--- TASK INPUTS ---
== Segment start ==

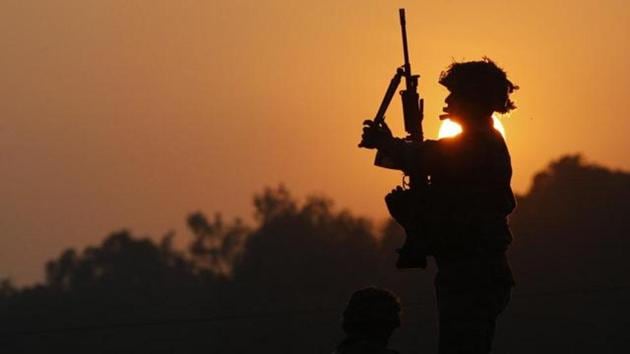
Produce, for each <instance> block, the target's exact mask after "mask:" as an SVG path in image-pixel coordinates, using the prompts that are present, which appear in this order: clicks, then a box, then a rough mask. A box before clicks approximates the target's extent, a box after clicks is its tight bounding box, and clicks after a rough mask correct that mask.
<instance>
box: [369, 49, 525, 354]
mask: <svg viewBox="0 0 630 354" xmlns="http://www.w3.org/2000/svg"><path fill="white" fill-rule="evenodd" d="M439 82H440V84H442V85H444V86H445V87H446V88H448V90H449V91H450V94H449V95H448V97H447V98H446V100H445V102H446V104H447V106H446V107H444V112H446V114H445V115H443V116H448V117H449V118H450V119H451V120H453V121H455V122H457V123H459V124H460V125H461V126H462V129H463V131H462V133H461V134H459V135H457V136H455V137H450V138H443V139H440V140H425V141H424V142H409V141H404V140H402V139H397V138H394V137H392V135H391V132H390V131H389V129H388V128H387V126H386V125H384V124H382V125H378V124H374V123H373V122H372V121H367V122H365V123H364V124H365V125H366V126H365V127H364V129H363V136H362V145H363V146H364V147H367V148H376V149H378V150H379V151H380V152H382V153H384V154H386V155H387V156H389V157H390V158H391V159H393V160H395V161H396V162H397V164H399V165H401V166H403V167H404V168H405V169H406V170H408V171H410V170H422V171H424V173H426V174H427V175H429V176H430V181H431V183H430V186H429V189H428V195H425V198H427V199H428V202H427V201H426V200H425V201H424V205H425V206H424V207H423V208H424V209H423V210H422V212H421V213H422V214H423V215H414V216H413V217H411V218H410V217H409V215H408V210H409V209H412V210H413V209H414V208H409V206H405V205H402V206H398V209H399V210H396V209H397V208H396V207H394V208H393V209H394V210H392V207H391V206H390V211H391V212H392V215H393V216H394V218H395V219H397V221H399V222H400V223H401V224H403V226H405V228H406V229H420V230H425V235H423V236H424V237H426V238H429V245H430V246H429V251H430V253H431V254H432V255H433V256H434V258H435V260H436V263H437V266H438V273H437V276H436V279H435V287H436V295H437V300H438V312H439V319H440V324H439V329H440V339H439V352H440V354H461V353H467V354H469V353H474V354H476V353H489V352H490V350H491V344H492V340H493V337H494V329H495V321H496V317H497V316H498V315H499V313H501V312H502V311H503V309H504V308H505V306H506V305H507V303H508V301H509V298H510V292H511V288H512V286H513V285H514V281H513V278H512V273H511V270H510V267H509V265H508V262H507V259H506V256H505V251H506V249H507V247H508V245H509V244H510V242H511V239H512V236H511V233H510V230H509V228H508V224H507V215H508V214H510V212H512V210H513V209H514V207H515V201H514V196H513V194H512V190H511V187H510V179H511V176H512V168H511V163H510V155H509V152H508V149H507V147H506V144H505V141H504V140H503V137H502V136H501V134H500V133H499V132H498V131H497V130H495V129H494V128H493V120H492V114H493V113H494V112H499V113H506V112H508V111H510V110H512V109H514V108H515V106H514V103H513V102H512V101H511V100H510V98H509V95H510V93H512V92H513V91H514V90H515V89H517V88H518V87H517V86H515V85H514V84H512V83H511V82H510V81H509V80H508V79H507V76H506V74H505V72H504V71H503V70H502V69H501V68H499V67H498V66H497V65H496V64H495V63H494V62H492V61H491V60H490V59H487V58H484V60H482V61H473V62H464V63H453V64H452V65H451V66H450V67H449V68H448V69H447V71H446V72H443V73H442V75H441V77H440V81H439ZM398 192H400V191H398ZM392 193H393V194H395V193H397V192H396V191H393V192H392ZM416 209H417V208H416ZM427 215H430V217H427ZM417 224H422V225H417ZM426 230H429V231H426ZM430 230H434V231H433V232H431V231H430Z"/></svg>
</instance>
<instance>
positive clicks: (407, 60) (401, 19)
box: [398, 9, 411, 75]
mask: <svg viewBox="0 0 630 354" xmlns="http://www.w3.org/2000/svg"><path fill="white" fill-rule="evenodd" d="M398 13H399V15H400V29H401V31H402V36H403V53H404V55H405V75H411V64H410V63H409V50H408V49H407V21H406V20H405V9H399V10H398Z"/></svg>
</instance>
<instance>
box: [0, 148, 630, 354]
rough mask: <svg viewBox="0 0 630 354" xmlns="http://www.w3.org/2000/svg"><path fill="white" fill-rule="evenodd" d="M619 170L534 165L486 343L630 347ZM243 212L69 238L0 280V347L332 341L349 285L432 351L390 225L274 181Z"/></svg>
mask: <svg viewBox="0 0 630 354" xmlns="http://www.w3.org/2000/svg"><path fill="white" fill-rule="evenodd" d="M628 204H630V174H629V173H626V172H623V171H614V170H611V169H608V168H606V167H602V166H598V165H594V164H589V163H586V162H584V160H583V158H582V157H581V156H579V155H570V156H564V157H562V158H560V159H558V160H556V161H553V162H552V163H550V164H549V166H548V167H547V168H546V169H545V170H544V171H542V172H540V173H539V174H537V175H536V176H535V178H534V180H533V182H532V187H531V189H530V190H529V191H528V193H527V194H525V195H522V196H518V207H517V209H516V211H515V213H514V214H513V215H512V216H511V219H510V223H511V226H512V229H513V232H514V236H515V238H514V243H513V245H512V248H511V251H510V254H509V257H510V259H511V263H512V266H513V269H514V272H515V276H516V281H517V286H516V288H515V289H514V293H513V300H512V304H511V305H510V307H509V309H508V311H507V312H506V313H505V314H504V315H503V316H502V317H501V318H500V319H499V321H500V322H499V332H498V333H497V344H496V347H497V351H498V352H506V351H509V352H510V353H527V352H531V351H533V350H536V351H537V352H542V353H546V352H549V353H551V352H573V353H587V352H593V351H597V352H599V353H607V352H610V353H613V352H615V353H617V352H621V351H623V350H624V349H626V350H627V349H628V347H630V343H628V341H627V340H626V339H625V332H626V330H627V329H628V328H629V326H630V322H629V321H630V320H629V319H628V318H627V314H628V313H629V312H628V310H629V309H630V301H629V300H627V299H628V295H630V282H628V280H627V274H628V270H630V261H629V260H628V257H627V256H626V250H627V249H628V246H630V245H629V243H630V240H628V238H627V237H626V236H625V235H626V233H627V232H628V229H629V227H630V220H629V219H628V218H627V217H626V216H625V213H626V211H627V210H630V208H629V207H630V205H628ZM253 206H254V212H255V223H254V224H253V225H248V224H246V223H244V222H243V221H241V220H239V219H234V220H228V221H226V220H225V219H224V218H223V217H222V215H221V214H220V213H218V214H215V215H212V216H211V217H208V216H206V215H205V214H203V213H201V212H195V213H192V214H191V215H189V217H188V219H187V225H188V228H189V230H190V232H189V233H190V238H189V239H188V241H187V247H186V249H178V248H176V247H175V246H174V240H175V237H179V235H177V236H176V235H174V234H173V233H168V234H166V235H164V236H162V237H160V238H158V237H139V236H137V235H133V234H132V233H131V232H129V231H127V230H120V231H116V232H113V233H112V234H111V235H109V236H107V237H106V238H105V239H104V240H103V241H102V243H101V244H100V245H96V246H91V247H87V248H85V249H83V250H76V249H73V248H69V249H67V250H65V251H64V252H62V253H61V254H60V255H59V256H58V257H57V258H55V259H52V260H50V261H49V262H47V263H46V265H45V275H46V276H45V280H44V281H43V282H42V283H40V284H36V285H34V286H29V287H23V288H16V287H15V286H13V285H12V284H11V282H10V281H9V280H6V279H5V280H4V281H2V282H0V345H1V346H2V347H4V348H10V349H11V350H10V351H11V352H20V353H39V352H49V353H74V352H77V353H79V352H89V353H101V352H102V353H112V352H121V353H122V352H147V353H201V352H212V353H252V352H261V353H265V352H269V353H271V352H283V353H330V352H331V351H332V349H333V347H334V345H335V342H336V341H337V340H338V339H340V338H341V330H340V328H339V317H340V315H341V310H342V309H343V307H344V305H345V301H347V299H348V297H349V295H350V294H351V293H352V292H353V291H354V290H356V289H358V288H362V287H366V286H369V285H374V286H379V287H385V288H388V289H390V290H392V291H393V292H395V293H396V294H398V296H400V298H401V302H402V304H403V306H404V308H403V323H402V327H401V329H400V331H398V333H396V334H395V336H394V338H393V341H394V343H393V345H392V346H393V347H395V348H397V349H399V350H400V351H401V352H403V353H410V352H418V348H424V349H425V350H426V352H432V351H435V347H436V339H435V332H436V323H435V322H436V316H435V313H434V312H433V311H434V310H433V308H434V304H433V302H434V298H433V293H432V283H431V282H432V277H433V272H434V267H430V268H429V269H428V270H426V271H405V272H400V271H397V270H396V269H395V268H394V263H395V258H396V255H395V252H394V250H395V249H396V248H397V247H399V246H400V244H401V243H402V240H403V232H402V230H401V229H400V228H399V227H398V226H397V225H396V224H395V223H393V222H391V221H389V222H387V223H385V225H383V226H382V227H378V225H376V224H375V222H374V221H373V220H370V219H368V218H364V217H361V216H357V215H355V214H354V213H352V212H351V211H349V210H337V209H336V208H335V207H334V204H333V202H332V200H330V199H328V198H326V197H307V198H306V199H305V200H304V201H302V202H299V201H298V200H297V198H295V197H294V196H293V195H292V194H291V193H290V192H289V190H288V189H287V188H285V187H283V186H278V187H274V188H266V189H264V190H263V191H262V192H260V193H258V194H256V195H255V196H254V198H253Z"/></svg>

== Segment end ==

--- ASSIGNED TASK ---
Above are the records. Print exactly, and only, the lines from the line with "positive clicks: (407, 60) (401, 19)" to the line with "box: [0, 148, 630, 354]", both inclusive.

--- RESPONSE AREA ---
positive clicks: (407, 60) (401, 19)
box: [398, 9, 411, 75]
mask: <svg viewBox="0 0 630 354" xmlns="http://www.w3.org/2000/svg"><path fill="white" fill-rule="evenodd" d="M398 13H399V15H400V29H401V31H402V36H403V53H404V55H405V75H411V64H410V63H409V50H408V49H407V21H406V20H405V9H399V10H398Z"/></svg>
</instance>
<instance>
box: [0, 148, 630, 354]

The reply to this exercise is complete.